- **Quoted passage**:

..............................

Many of us should secure a few of our files. Perhaps some client or employee information, or our accounting, or taxes. Possibly you have communications with credit agencies or lawyers you'd like secured. Veracrypt provides a simple way for us to do that. It has state-of-the-art protection, is free, open source and was independently audited. There are versions for Windows, Mac and Linux. The container with the encrypted files can be transferred and opened on another computer. You just need the key to unlock it.

It has many features including full drive encryption, but I will only discuss how to use it to encrypt some of your files, like your accounting or taxes.

The basic concepts

You create a big file to hold your stuff. I call mine "stuff.hc". .hc is the default extension for Veracrypt and will allow Windows to know what to use to open the file. The .hc extension also enables a cute icon.

This is like a grocery store that is closed and locked. In addition, it is surrounded by a moat, has machine gun turrets and 10,000 armed guards. Nothing gets in or out.

When you want to use the stuff inside, you "mount it". Then it is like an open grocery store where people freely go in and out. Windows will see it as a drive (I use V for Veracrypt). Your accounting program can write into the volume, you can copy files back and forth, you could backup individual files or print them. The Veracrypt mounted volume will work exactly like a regular drive.

When you are done using it, you will close the store by "dismounting" it. The store will then return to its closed impenetrable fortress persona.

Some consultants will object to my use of the .hc extension because it gives away security information. This is generally a bad idea. They prefer using a .jpg or .iso extension so no one can see it is a secure vault with valuable information in it. This is a reasonable objection. I ignore it because my password is so good that the NSA couldn't break into my vault in 1,000 years. Plus, I add a PIM (Personal Iteration Multiplier), to make breaking even more impossible. So for my purposes the added convenience is worth the negligible increased risk. Besides, if the NSA wants my tax information, they can simply ask the IRS.

How to do it

Before you download and run the program, determine what you will want to protect and how much space your files require. Next, determine how big a container you want to make to hold them and also give you plenty of room to grow. Make it big enough you won't outgrow the container soon, but small enough that you don't waste space or make backups more difficult by having an unnecessarily huge container that must be backed up. Remember, your backup needs to copy the entire file, and if you keep previous versions, you might have many copies of the full volume.

..............................

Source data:

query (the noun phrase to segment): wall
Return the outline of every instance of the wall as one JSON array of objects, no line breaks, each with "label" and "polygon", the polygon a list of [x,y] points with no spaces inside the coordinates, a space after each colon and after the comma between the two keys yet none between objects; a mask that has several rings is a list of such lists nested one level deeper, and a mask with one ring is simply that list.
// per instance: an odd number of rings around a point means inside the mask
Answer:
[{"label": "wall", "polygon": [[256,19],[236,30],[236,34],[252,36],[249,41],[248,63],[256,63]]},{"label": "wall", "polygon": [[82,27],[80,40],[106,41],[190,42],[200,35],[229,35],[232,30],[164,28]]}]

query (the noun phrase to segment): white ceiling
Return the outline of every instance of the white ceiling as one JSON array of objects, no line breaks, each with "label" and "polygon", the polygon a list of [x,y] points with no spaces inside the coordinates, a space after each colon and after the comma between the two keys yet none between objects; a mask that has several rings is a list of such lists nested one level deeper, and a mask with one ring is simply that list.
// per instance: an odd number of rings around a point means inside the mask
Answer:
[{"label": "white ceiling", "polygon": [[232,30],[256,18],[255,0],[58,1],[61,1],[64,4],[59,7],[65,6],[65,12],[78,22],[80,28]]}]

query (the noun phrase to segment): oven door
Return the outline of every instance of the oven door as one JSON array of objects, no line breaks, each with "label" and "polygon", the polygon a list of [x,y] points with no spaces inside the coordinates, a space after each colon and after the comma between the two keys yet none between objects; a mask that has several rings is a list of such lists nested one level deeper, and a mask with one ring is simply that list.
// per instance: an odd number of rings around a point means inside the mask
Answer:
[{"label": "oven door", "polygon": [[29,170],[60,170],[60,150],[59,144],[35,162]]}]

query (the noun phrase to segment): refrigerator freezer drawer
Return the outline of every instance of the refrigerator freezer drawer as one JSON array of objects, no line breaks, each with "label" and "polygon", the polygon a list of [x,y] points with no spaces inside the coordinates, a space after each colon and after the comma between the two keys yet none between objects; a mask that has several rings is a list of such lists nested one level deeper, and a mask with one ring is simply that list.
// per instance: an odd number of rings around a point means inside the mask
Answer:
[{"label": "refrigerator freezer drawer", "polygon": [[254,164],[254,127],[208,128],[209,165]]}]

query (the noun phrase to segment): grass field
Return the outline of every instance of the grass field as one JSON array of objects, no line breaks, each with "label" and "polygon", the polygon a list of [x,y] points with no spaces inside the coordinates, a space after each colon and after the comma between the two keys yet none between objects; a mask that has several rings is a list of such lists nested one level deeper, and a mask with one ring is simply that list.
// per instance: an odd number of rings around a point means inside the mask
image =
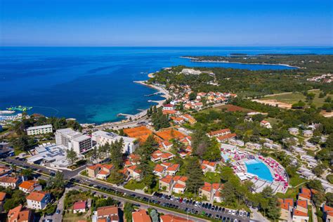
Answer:
[{"label": "grass field", "polygon": [[[325,103],[325,100],[327,96],[333,97],[333,95],[328,94],[324,98],[319,98],[319,93],[320,93],[320,90],[311,90],[308,93],[315,93],[315,96],[313,100],[313,103],[318,107],[322,106]],[[305,101],[306,96],[303,93],[296,92],[296,93],[282,93],[280,95],[274,95],[265,96],[260,98],[261,100],[275,100],[278,102],[285,103],[287,104],[294,104],[297,103],[299,100]]]}]

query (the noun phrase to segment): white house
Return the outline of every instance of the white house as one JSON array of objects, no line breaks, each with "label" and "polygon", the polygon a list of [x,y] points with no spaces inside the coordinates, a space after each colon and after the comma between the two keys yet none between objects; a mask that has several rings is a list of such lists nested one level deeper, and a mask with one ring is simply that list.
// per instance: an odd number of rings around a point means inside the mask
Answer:
[{"label": "white house", "polygon": [[53,128],[51,124],[32,126],[27,128],[27,134],[30,135],[39,135],[46,134],[53,132]]},{"label": "white house", "polygon": [[43,191],[33,191],[27,197],[27,207],[44,209],[50,202],[50,194]]},{"label": "white house", "polygon": [[73,149],[79,155],[92,148],[91,138],[77,132],[70,128],[61,129],[56,131],[56,143],[63,145],[67,149]]},{"label": "white house", "polygon": [[261,120],[260,122],[260,126],[266,127],[267,129],[271,129],[272,126],[270,125],[270,123],[268,121],[266,120]]},{"label": "white house", "polygon": [[101,130],[91,133],[91,138],[93,141],[96,142],[97,146],[104,145],[107,143],[111,144],[112,142],[115,143],[122,139],[124,141],[123,153],[132,153],[138,147],[138,143],[135,138],[122,136],[114,133],[108,133]]}]

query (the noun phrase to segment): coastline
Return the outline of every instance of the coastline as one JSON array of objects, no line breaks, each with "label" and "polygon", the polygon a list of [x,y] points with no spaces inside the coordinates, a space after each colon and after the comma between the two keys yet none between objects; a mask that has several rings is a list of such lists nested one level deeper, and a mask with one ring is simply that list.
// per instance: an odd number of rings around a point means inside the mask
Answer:
[{"label": "coastline", "polygon": [[244,64],[244,65],[283,65],[285,67],[289,67],[292,68],[301,69],[301,67],[298,66],[293,66],[287,64],[282,63],[240,63],[240,62],[229,62],[226,60],[200,60],[197,58],[187,57],[187,56],[181,56],[181,58],[190,59],[192,63],[235,63],[235,64]]}]

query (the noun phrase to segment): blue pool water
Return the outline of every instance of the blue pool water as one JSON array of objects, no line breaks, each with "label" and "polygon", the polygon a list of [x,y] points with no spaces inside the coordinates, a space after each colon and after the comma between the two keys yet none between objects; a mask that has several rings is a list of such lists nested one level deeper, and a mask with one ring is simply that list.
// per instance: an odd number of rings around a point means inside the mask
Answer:
[{"label": "blue pool water", "polygon": [[290,69],[282,65],[192,63],[182,56],[230,53],[326,53],[319,47],[0,47],[0,109],[32,106],[30,113],[76,118],[79,122],[119,120],[152,104],[155,91],[133,83],[162,67],[221,67]]},{"label": "blue pool water", "polygon": [[258,176],[259,178],[273,181],[273,178],[268,167],[259,159],[251,159],[245,162],[247,172]]}]

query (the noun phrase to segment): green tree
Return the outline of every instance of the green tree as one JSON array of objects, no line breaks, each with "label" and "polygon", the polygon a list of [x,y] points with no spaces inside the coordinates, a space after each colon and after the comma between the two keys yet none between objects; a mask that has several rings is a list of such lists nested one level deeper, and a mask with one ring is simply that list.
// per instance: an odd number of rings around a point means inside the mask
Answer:
[{"label": "green tree", "polygon": [[198,159],[196,157],[190,158],[186,166],[186,175],[188,177],[186,186],[190,192],[197,195],[199,188],[204,185],[204,173]]}]

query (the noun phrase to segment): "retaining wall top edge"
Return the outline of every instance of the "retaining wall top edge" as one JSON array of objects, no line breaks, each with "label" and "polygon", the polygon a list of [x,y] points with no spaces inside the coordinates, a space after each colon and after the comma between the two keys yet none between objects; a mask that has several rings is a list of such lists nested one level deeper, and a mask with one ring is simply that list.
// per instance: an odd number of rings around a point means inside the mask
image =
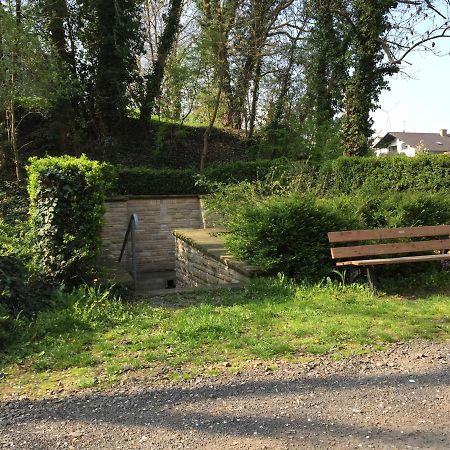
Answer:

..............................

- **Written instruction**:
Name every file extension that the Veracrypt text mentions. The source data has no role in this work.

- **Exercise answer**:
.hc, .jpg, .iso